OBJECTIVE » Please format the lines from the start through the line containing "[382,0,394,22]", inclusive, as a two-column CSV with the columns text and answer. Give one row for each text and its answer, with each value in a single quoted field and line breaks replaced by spaces.
[start of RECORDED DATA]
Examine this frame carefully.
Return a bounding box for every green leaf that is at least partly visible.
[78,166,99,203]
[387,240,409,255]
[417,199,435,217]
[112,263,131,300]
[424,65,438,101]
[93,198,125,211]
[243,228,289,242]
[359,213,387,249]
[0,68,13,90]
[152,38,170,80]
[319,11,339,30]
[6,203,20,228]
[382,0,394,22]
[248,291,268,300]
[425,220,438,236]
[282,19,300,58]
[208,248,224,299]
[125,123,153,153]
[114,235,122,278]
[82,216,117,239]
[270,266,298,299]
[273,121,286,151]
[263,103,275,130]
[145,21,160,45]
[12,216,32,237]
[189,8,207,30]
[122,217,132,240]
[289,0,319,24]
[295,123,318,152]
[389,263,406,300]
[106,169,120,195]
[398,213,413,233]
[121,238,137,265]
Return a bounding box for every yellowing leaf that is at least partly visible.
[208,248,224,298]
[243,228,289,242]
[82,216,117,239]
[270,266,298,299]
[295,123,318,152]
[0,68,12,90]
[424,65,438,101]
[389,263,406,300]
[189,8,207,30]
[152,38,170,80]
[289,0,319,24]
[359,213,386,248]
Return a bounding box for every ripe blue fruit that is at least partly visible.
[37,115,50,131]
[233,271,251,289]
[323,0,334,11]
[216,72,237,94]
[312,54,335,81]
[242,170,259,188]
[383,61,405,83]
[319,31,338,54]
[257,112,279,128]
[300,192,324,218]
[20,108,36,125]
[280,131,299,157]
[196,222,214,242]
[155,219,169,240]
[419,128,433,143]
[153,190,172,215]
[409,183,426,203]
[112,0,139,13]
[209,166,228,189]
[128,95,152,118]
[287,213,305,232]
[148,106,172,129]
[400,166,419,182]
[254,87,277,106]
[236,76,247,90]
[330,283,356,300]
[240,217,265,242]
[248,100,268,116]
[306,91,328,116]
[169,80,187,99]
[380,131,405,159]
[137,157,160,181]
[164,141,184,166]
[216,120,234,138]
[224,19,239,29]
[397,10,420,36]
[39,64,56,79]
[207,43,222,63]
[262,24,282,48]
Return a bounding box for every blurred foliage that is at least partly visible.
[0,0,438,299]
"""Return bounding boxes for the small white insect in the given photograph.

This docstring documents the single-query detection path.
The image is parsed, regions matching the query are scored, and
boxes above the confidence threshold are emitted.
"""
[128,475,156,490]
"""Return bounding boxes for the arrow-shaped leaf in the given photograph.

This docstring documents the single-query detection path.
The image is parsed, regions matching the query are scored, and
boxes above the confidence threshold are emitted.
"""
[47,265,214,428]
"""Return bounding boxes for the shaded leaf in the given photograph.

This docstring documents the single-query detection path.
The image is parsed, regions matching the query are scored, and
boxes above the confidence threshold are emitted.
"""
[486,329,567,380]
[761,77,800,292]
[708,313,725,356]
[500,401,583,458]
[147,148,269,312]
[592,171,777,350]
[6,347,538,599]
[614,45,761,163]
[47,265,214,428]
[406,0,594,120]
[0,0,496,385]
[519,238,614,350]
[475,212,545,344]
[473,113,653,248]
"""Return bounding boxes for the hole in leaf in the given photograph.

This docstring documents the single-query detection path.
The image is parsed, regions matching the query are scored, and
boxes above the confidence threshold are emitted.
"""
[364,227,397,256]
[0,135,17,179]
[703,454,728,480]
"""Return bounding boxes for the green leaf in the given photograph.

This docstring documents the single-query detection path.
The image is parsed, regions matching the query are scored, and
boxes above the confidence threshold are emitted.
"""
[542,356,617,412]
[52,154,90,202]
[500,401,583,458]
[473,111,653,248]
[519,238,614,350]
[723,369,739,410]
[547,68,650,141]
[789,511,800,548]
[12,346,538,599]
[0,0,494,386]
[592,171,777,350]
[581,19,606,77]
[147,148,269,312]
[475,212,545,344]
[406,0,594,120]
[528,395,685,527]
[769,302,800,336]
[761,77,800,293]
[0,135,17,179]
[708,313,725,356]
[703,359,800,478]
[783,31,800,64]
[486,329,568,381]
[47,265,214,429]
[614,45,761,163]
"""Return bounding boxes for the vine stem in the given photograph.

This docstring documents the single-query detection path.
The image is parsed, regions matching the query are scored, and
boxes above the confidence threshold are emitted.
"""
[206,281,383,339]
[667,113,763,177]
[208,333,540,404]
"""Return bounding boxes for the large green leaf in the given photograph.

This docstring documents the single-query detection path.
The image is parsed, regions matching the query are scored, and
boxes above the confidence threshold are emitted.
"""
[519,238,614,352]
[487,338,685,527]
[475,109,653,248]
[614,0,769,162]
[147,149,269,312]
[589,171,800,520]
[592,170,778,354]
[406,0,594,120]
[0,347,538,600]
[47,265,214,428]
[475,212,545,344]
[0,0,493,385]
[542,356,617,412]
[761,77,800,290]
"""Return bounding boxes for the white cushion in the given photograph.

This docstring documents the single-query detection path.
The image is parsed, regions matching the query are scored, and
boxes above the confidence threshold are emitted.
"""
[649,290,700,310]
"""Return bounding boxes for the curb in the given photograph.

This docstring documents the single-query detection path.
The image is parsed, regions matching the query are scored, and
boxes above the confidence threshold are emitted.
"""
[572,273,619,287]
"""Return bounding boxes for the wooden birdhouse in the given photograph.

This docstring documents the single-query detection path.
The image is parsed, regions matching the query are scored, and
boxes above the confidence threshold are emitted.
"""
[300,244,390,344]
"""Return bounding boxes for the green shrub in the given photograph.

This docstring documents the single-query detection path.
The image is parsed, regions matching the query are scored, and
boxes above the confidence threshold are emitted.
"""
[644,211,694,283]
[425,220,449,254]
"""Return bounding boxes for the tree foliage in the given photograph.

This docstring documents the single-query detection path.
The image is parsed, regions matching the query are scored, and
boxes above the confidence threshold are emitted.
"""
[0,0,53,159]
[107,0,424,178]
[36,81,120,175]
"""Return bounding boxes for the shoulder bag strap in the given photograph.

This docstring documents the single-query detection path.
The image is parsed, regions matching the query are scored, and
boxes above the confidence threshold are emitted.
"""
[end of RECORDED DATA]
CORRECT OUTPUT »
text,answer
"Examine this frame carefully. Return a bounding box for every green leaf that is at least partly visible.","[78,166,99,203] [387,240,409,255] [417,199,435,217] [112,263,131,300] [424,65,438,101] [93,198,125,211] [243,228,289,242] [359,213,387,249] [0,68,13,90] [152,38,170,80] [319,11,339,30] [6,203,20,228] [382,0,394,22]"